» READING PASSAGE
^^^^^^^^^^^^^^^^

Scalable Dynamic Software For Broadcasters: Part 10 - Monitoring Usage And Improving Efficiency

Operating a broadcast facility using microservices and containers may well deliver exceptional flexibility, scalability, and resilience. However, the hardware the microservices architecture it is running on will always have its limits, whether in terms of physical resource or cost. Monitoring not only improves our understanding of the limits but helps us build more efficient infrastructures to make the best of the available resource and budgets.

All 12 articles in this series are now available in our free 88 page eBook ‘Scalable Dynamic Software For Broadcasters’ – download it HERE.

All articles are also available individually:

On-prem datacenters are much more flexible than the traditional broadcast workflows but are still limited by the amount of physical hardware available. The flexibility we speak of is brought about by the assumption that the datacenter can be built to accommodate the average workflows and then scale to public cloud providers to meet peak demand, or dynamically repurpose existing resource in their datacenter.

Therefore, there are two challenges system administrators must address when scaling workflows: when to scale, and by how much? Furthermore, we also need to know when a system is misbehaving or a fault maybe developing. And both of these can be solved using intelligent monitoring.

Monitoring makes order out of apparent chaos. Whether measuring the voltage of a camera sensor or the loudness of an audio feed, the function of monitoring allows us to take a deeper look into the system to make sense of how it is operating. And this is particularly important for dynamic and highly scalable systems.

DevOps describes both a system of working and the people who carry out the functions. It’s like a bridge that joins the technology, architecture, and business operations all under one umbrella. DevOps encourages personal responsibility so that individuals can react quickly using agile methodologies while at the same time encouraging team collaboration to build and manage dynamic systems, especially for cloud, virtualized, and microservice architectures.

Deep monitoring helps DevOps understand how a system is performing so that they can both maintain reliability and understand which areas can be automated. Allowing virtualized, cloud, and microservice architectures to automatically scale up and down is key to building infrastructures that increase and decrease to meet the needs of the business. Consequently, monitoring must be built into the infrastructure from the ground up and not as an afterthought when the particular function has been designed and implemented.

^^^^^^^^^^^^^^^^

» LISTED ENTRIES
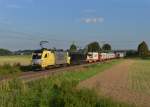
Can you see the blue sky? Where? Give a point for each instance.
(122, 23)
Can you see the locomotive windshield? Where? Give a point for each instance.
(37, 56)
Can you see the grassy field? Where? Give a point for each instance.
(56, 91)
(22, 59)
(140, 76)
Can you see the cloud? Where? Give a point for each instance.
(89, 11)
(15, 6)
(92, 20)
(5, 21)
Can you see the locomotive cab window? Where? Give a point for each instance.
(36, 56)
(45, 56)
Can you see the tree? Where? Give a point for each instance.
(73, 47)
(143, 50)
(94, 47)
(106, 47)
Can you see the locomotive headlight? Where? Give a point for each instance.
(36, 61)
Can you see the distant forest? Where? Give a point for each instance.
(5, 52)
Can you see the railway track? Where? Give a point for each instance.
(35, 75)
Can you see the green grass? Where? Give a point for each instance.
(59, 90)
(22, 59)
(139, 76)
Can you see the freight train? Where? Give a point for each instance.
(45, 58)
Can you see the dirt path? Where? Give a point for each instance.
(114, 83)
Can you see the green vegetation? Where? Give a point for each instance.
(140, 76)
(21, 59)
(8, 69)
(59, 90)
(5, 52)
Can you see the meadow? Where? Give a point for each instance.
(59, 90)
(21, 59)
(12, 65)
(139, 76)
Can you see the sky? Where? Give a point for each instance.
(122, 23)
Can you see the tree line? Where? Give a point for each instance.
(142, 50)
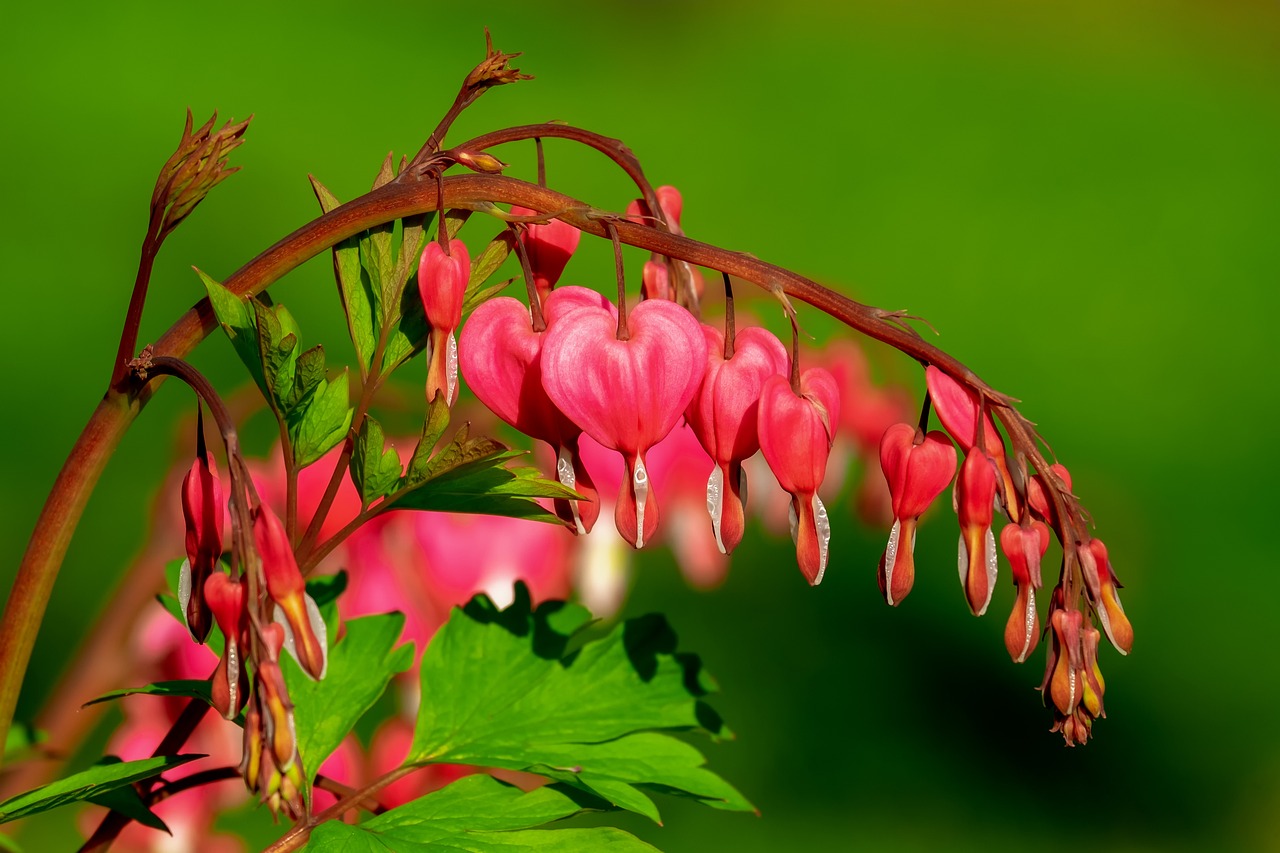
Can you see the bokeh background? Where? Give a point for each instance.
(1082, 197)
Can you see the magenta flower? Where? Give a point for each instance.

^^^^^^^^^^^^^^^^

» TASKS TO COMPLETE
a: Translate this sentence from the monitoring article into Spanish: "Monitoring makes order out of apparent chaos."
b: Reproduce the stretch of the monitoring article from "DevOps describes both" through "and microservice architectures.".

» TASK-BY-TASK SOLUTIONS
a: La monitorización pone orden en el aparente caos.

b:
DevOps describes both a system of working and the people who carry out the functions. It’s like a bridge that joins the technology, architecture, and business operations all under one umbrella. DevOps encourages personal responsibility so that individuals can react quickly using agile methodologies while at the same time encouraging team collaboration to build and manage dynamic systems, especially for cloud, virtualized, and microservice architectures.